- **WHAT YOU WILL DO**
(a) Please rewrite the paragraph of the Brexit article that begins "A Keefe Bruyette & Woods report" more briefly, keeping its main facts.
(b) From the Brexit article, extract the passage that starts at the words "Shortly after this" and ends after "the European Union.".

- **DOCUMENT SEGMENT**
§
Perhaps the move for a rapid exit by Britain from the European Union (or Brexit) may have been interrupted due to a political murder of M.P. Jo Cox on Thursday. As this was a member of parliament, perhaps this should be considered an assassination.
Shortly after this horrific act took place, stocks recovered as the shift went to what may be a more thought-out process rather than the constant close polls of whether the United Kingdom will remain in the European Union.
There is no way to cover every single company with big exposure to a “stay” or “leave” vote. Most of the competitors of each of these nations would also fall under the same argument. Either way, we have shown why the 10 companies included here would or would not have exposure to the Brexit vote outcome.
24/7 Wall St. has tracked multiple Brexit forecasts in recent days and weeks. We wanted to focus on might happen to certain sectors if the vote to leave succeeds. There could be some losers here, but interestingly enough a vote to stay might not actually create a massive rally. A lot remains up in the air, and the formal vote might not be the end of this matter as the United Kingdom likely will be changing how it views its inclusion in the European Union regardless of the vote outcome.
A Keefe Bruyette & Woods report shows that the largest so-called universal banks would have the greatest exposure. This puts JPMorgan Chase & Co. (NYSE: JPM) and Goldman Sachs Group Inc. (NYSE: GS), both of which are Dow Jones Industrial Average components, in focus. KBW’s research team warned that these and other universal banks could face a 1% to 6% earnings loss in 2016 and a loss of 2% to 9% to 2017 earnings if the Brexit vote is to leave. Jamie Dimon of JPMorgan already has warned that he would have to reevaluate how the company’s exposure and business is conducted in the United Kingdom and the rest of Europe. Other banks, like Bank of America Corp. (NYSE: BAC), were also singled out as universal banks with big trading and office cost exposure to the Brexit outcome.
§
- **STORED DATA**
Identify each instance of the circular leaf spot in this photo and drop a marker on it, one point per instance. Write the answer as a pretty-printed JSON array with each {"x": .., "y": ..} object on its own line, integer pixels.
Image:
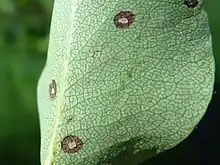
§
- **RESPONSES PER TASK**
(a) A Keefe Bruyette & Woods (KBW) report finds that the largest universal banks, including Dow components JPMorgan Chase & Co. (NYSE: JPM) and Goldman Sachs Group Inc. (NYSE: GS), would be most exposed to Brexit. If the vote is to leave, KBW warns that these banks could lose 1% to 6% of 2016 earnings and 2% to 9% of 2017 earnings. JPMorgan's Jamie Dimon has said he would have to reevaluate the company's exposure and business in the United Kingdom and the rest of Europe. Bank of America Corp. (NYSE: BAC) was also named as a universal bank with big trading and office cost exposure.

(b)
Shortly after this horrific act took place, stocks recovered as the shift went to what may be a more thought-out process rather than the constant close polls of whether the United Kingdom will remain in the European Union.